On the computational side, the projected subgradient method provides an efficient, scalable solver for large finite-horizon problems, enabling deployment in high-dimensional control tasks and longer horizons than generic SDP solvers. Empirically, the gap between practical runtime for the dual method and traditional SDP solvers widens rapidly as problem size increases.

Future Directions

Further avenues include extensions to infinite-horizon settings, partially observed systems, and adaptive estimation of ambiguity set parameters from data with guarantees. Another area is integration with distributional uncertainty quantification methods (e.g., via empirical likelihood or other moment-constrained distributional models), and exploration of additional forms of regularization or ambiguity interpolation (such as Wasserstein or $\phi$ -divergence sets) beyond moment-based frameworks.

Conclusion

This paper establishes a rigorous paradigm for synthesizing finite-horizon, distributionally robust regret-optimal controllers under moment-based ambiguity, characterized by tractable convex reformulation and scalable dual optimization methods. Compared to state-of-the-art distributionally robust and regret-centric control methods, the proposed framework achieves strong out-of-sample cost and regret performance, particularly in the presence of limited data and distributional uncertainty, with significant implications for data-driven robust control in practical settings.

Reference: "Distributionally Robust Regret Optimal Control Under Moment-Based Ambiguity Sets" (2512.10906)

### WHAT IS ASKED
1/ In the excerpt on regret-optimal control, translate this sentence into Spanish: "Empirically, the gap between practical runtime for the dual method and traditional SDP solvers widens rapidly as problem size increases."
2/ According to the excerpt on regret-optimal control, which method provides an efficient, scalable solver for large finite-horizon problems?
3/ Echo the part of the excerpt on regret-optimal control that opens with the words containing "This paper establishes" and closes with "in practical settings.".

### RECORD EXCERPTS
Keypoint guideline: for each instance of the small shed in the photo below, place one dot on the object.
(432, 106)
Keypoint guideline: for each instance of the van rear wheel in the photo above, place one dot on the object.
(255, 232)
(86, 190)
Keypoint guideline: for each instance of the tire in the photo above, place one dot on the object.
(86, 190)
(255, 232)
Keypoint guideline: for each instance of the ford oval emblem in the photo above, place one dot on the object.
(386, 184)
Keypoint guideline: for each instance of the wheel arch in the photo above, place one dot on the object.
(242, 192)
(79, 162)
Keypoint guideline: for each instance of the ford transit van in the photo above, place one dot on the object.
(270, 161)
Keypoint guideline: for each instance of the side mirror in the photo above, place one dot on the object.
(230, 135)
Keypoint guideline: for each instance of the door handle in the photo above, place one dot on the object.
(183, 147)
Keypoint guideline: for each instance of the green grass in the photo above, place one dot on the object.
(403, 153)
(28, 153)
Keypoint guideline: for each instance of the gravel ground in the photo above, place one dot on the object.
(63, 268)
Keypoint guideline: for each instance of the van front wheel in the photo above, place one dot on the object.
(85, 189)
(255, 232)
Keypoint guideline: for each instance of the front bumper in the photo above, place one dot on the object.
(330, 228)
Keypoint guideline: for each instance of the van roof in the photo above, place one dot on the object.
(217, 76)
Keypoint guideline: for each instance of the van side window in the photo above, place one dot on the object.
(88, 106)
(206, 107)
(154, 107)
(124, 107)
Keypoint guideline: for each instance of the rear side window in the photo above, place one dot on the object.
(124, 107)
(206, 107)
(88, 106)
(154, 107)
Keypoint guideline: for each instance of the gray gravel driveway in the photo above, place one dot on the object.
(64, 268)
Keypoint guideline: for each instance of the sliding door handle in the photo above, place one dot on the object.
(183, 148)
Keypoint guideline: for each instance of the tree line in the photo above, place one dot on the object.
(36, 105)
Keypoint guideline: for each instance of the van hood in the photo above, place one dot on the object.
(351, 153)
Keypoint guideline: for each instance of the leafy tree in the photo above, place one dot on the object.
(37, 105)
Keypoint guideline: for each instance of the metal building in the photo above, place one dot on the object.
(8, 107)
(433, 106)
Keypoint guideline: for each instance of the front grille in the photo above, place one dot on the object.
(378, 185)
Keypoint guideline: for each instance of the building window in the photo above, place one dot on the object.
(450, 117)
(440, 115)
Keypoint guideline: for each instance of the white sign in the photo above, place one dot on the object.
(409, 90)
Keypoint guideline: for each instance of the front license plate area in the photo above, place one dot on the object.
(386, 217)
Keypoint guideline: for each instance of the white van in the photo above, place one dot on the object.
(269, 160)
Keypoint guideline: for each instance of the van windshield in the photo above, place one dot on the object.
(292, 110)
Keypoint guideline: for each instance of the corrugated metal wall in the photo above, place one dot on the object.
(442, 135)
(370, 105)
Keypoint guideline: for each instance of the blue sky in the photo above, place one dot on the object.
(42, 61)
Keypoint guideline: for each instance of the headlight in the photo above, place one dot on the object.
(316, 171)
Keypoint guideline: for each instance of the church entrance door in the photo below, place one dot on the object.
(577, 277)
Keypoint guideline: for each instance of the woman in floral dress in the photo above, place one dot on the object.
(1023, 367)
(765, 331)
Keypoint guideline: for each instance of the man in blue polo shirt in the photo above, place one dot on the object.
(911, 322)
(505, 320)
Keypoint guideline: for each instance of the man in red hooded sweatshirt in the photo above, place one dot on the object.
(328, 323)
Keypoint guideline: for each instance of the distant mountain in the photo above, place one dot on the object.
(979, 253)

### RESULTS FOR THE EXERCISE
1/ Empíricamente, la brecha entre el tiempo de ejecución práctico del método dual y el de los solucionadores SDP tradicionales se amplía rápidamente a medida que aumenta el tamaño del problema.

2/ The projected subgradient method.

3/
This paper establishes a rigorous paradigm for synthesizing finite-horizon, distributionally robust regret-optimal controllers under moment-based ambiguity, characterized by tractable convex reformulation and scalable dual optimization methods. Compared to state-of-the-art distributionally robust and regret-centric control methods, the proposed framework achieves strong out-of-sample cost and regret performance, particularly in the presence of limited data and distributional uncertainty, with significant implications for data-driven robust control in practical settings.